AUFGABENZIEL: Die folgenden Zeilen sind erneut wiederzugeben, wobei „Might I trouble you for“ überall gegen „Could you give me“ ausgetauscht wird. Alles andere bleibt unverändert.
# # # # # # #
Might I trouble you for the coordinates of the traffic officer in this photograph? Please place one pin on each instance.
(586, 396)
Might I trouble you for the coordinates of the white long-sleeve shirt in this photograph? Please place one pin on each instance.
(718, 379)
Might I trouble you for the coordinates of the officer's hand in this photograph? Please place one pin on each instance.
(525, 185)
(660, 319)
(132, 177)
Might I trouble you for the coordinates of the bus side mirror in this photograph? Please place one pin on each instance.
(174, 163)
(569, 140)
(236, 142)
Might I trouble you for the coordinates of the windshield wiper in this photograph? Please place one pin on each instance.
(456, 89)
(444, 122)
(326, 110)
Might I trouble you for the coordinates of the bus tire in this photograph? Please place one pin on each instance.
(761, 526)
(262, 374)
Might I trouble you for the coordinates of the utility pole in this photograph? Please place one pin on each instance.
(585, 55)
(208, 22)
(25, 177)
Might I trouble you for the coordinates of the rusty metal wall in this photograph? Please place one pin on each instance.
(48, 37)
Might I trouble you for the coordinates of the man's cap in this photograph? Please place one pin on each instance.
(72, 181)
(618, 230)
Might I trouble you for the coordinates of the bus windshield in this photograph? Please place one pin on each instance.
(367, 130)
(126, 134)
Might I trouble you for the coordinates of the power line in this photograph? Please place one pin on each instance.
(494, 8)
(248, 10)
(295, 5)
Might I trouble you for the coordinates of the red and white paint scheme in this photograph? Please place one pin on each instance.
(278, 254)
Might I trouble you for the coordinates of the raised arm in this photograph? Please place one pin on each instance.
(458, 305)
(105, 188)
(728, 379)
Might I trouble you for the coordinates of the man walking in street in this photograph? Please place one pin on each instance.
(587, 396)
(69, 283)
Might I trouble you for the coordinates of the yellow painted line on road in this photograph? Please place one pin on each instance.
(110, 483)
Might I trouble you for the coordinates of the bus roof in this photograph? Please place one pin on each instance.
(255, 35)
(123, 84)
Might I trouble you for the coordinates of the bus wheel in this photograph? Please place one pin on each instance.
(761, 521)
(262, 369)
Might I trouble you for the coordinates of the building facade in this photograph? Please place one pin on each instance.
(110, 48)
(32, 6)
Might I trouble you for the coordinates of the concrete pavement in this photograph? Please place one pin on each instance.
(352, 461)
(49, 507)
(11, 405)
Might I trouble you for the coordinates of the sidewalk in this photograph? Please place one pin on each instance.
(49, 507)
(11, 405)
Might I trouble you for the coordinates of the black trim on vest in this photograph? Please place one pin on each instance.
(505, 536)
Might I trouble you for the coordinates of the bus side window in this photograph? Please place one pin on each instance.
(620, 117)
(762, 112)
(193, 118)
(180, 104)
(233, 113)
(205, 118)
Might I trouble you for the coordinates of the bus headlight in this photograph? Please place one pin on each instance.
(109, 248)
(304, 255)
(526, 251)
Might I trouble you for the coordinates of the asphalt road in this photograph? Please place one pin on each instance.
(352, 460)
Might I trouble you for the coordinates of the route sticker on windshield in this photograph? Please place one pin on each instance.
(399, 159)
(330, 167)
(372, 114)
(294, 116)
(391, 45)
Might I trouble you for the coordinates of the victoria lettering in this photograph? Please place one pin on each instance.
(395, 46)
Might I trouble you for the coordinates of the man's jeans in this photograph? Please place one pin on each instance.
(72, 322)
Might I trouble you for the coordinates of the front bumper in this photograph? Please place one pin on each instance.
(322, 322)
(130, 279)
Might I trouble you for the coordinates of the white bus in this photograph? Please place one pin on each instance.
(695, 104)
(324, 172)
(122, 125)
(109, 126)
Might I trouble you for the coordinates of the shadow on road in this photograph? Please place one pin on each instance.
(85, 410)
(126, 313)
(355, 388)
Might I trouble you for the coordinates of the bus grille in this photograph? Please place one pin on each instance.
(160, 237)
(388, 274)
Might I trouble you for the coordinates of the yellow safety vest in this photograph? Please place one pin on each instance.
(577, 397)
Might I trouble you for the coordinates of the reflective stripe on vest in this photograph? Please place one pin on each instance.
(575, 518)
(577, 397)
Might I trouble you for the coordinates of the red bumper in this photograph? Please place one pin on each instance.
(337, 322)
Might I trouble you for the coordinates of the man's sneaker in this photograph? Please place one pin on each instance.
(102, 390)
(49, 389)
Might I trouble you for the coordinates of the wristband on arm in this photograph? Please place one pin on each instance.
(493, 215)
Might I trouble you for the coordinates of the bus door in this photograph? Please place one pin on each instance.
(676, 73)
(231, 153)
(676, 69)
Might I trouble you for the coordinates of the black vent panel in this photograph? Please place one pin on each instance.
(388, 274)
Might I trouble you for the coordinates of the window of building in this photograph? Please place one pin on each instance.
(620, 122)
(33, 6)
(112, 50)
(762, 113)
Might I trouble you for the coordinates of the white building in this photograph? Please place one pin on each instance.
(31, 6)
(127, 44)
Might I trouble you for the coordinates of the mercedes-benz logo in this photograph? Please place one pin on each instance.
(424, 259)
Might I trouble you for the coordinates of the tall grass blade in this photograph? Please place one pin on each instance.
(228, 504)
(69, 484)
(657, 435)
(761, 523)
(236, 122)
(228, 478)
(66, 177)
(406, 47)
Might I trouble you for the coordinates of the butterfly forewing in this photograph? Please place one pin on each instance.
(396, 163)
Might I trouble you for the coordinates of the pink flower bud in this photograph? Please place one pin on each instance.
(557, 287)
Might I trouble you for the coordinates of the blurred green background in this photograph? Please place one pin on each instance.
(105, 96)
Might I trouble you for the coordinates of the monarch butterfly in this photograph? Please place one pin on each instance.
# # # # # # #
DIE ANTWORT:
Could you give me the coordinates of the traffic officer in this photograph? Please place one pin on each instance.
(586, 396)
Could you give me the coordinates of the white long-sleeve shirt in this photograph? Please place one pin on each instance.
(718, 379)
Could you give me the coordinates of the officer's hand in this photograph? Please place one pin on each instance.
(525, 185)
(660, 319)
(132, 177)
Could you give me the coordinates of the bus side mirror in this photograph? Please place one pin on each instance.
(174, 163)
(569, 140)
(236, 142)
Could you give me the coordinates of the windshield wiper in this photograph? Please place one pin on each instance.
(456, 89)
(444, 122)
(326, 110)
Could you give me the coordinates of the bus tire in this photograph? Please place one pin on each instance.
(761, 526)
(262, 374)
Could you give me the coordinates of the utility pole in this photograph? Please place one pin on each instance.
(585, 55)
(208, 22)
(25, 177)
Could you give me the coordinates of the rusty metal wall in this photograph? Please place one pin on each instance.
(48, 37)
Could you give me the coordinates of the man's cap in this photograph? Please place one pin on each instance.
(72, 181)
(618, 230)
Could you give me the coordinates of the bus windshield in this photograph? Please place one pin on each instance.
(367, 130)
(126, 134)
Could you give me the coordinates of the power line in this photograph? Please place one pin on each instance.
(494, 8)
(248, 10)
(295, 5)
Could you give me the coordinates of the red and white paint scheme in this photograph? Please place one pin on each instance.
(278, 254)
Could you give me the coordinates of the raised arm in this photograph? Please place one pin on each instance.
(458, 305)
(105, 188)
(728, 379)
Could you give me the coordinates of the man walking in street in this photograph? Please place one pin on each instance.
(587, 396)
(69, 283)
Could you give me the coordinates of the yellow painted line on road in this photograph? Please place one pin on each instance.
(110, 483)
Could you give me the coordinates of the bus roof in this photograph? Please place one pin on each instance.
(255, 35)
(123, 84)
Could you give me the coordinates of the bus wheel in this photograph? Please place one pin on each instance.
(761, 521)
(262, 369)
Could you give me the coordinates of the building facade in this photograph? Please place one pin on each instance.
(110, 48)
(32, 6)
Could you give me the coordinates of the concrete pavement in this photograph? Please place one pin on each instance.
(352, 461)
(49, 507)
(11, 405)
Could you give me the coordinates of the sidewalk in this photograph? Please place one pin on each instance.
(49, 507)
(11, 405)
Could you give me the coordinates of the black trim on vest in this photograph? Please place one pin on each instance.
(505, 536)
Could you give me the coordinates of the bus side window in this photograph? Please place one pin on each instance.
(620, 117)
(762, 112)
(193, 118)
(180, 104)
(233, 113)
(205, 118)
Could you give me the coordinates of the bus headlight in this photograph? Please place one pin on each instance.
(109, 248)
(304, 255)
(526, 251)
Could you give me the coordinates of the asphalt road in this photograph? Please place one pin on each instance.
(352, 460)
Could you give me the coordinates of the route sticker on windshield in this photograph? Please place one pin on each instance.
(399, 159)
(330, 167)
(372, 114)
(294, 116)
(391, 45)
Could you give me the coordinates of the victoria lettering in this photograph? Please place one pin on each instance.
(395, 46)
Could you give me the coordinates of the man's jeans in this photograph? Please place one pin on each instance.
(72, 322)
Could you give me the coordinates of the front bumper in this photograph? Please place one pin on each instance.
(322, 322)
(130, 279)
Could you give me the coordinates of the white bus in this photograph? Please place one pin on each instance.
(695, 104)
(324, 172)
(122, 125)
(109, 126)
Could you give me the coordinates of the shadow on road in this photograph? Please place one pin on each instance.
(85, 410)
(126, 313)
(355, 388)
Could you give me the coordinates of the bus grille in this photograph? Please place one pin on each instance.
(160, 237)
(388, 274)
Could you give me the coordinates of the yellow safety vest in this photograph? Please place one pin on each instance.
(577, 397)
Could you give me the coordinates of the reflective stripe on vest in this photograph? Please place one pin on each instance.
(575, 518)
(577, 397)
Could you give me the coordinates of the red bumper in this photograph? Please place one pin on each instance.
(337, 322)
Could you give me the coordinates of the man's sneaker in this photograph? Please place one pin on each instance.
(102, 390)
(49, 389)
Could you give me the coordinates of the wristband on arm in this photograph? Please place one pin on each instance.
(493, 215)
Could you give me the coordinates of the bus door in this photograph? Please place one pin on each instance.
(676, 73)
(231, 153)
(676, 69)
Could you give me the coordinates of the black vent panel in this photograph? Please place one pin on each instance.
(388, 274)
Could you give me the coordinates of the window of building in this photograph? Please place one pin on each instance.
(620, 122)
(33, 6)
(112, 50)
(762, 113)
Could you give me the coordinates of the white building in this photograph? Please place one pin on each instance.
(31, 6)
(127, 44)
Could you give me the coordinates of the mercedes-benz logo in this photograph? Please place one pin on each instance.
(424, 259)
Could you give me the coordinates of the tall grass blade in this photograph? Please place one pin on each instance.
(228, 504)
(69, 484)
(657, 435)
(761, 523)
(236, 122)
(228, 478)
(66, 177)
(406, 47)
Could you give me the coordinates of the butterfly forewing in this photograph? Please place one pin on each instance.
(396, 163)
Could you give me the coordinates of the pink flower bud in this photograph? Please place one pin on each instance.
(557, 287)
Could you give me the coordinates of the blurred green background in this photograph? Please place one pin on each instance.
(105, 96)
Could you give me the coordinates of the monarch butterfly in this photograph? Please place one pin on each instance.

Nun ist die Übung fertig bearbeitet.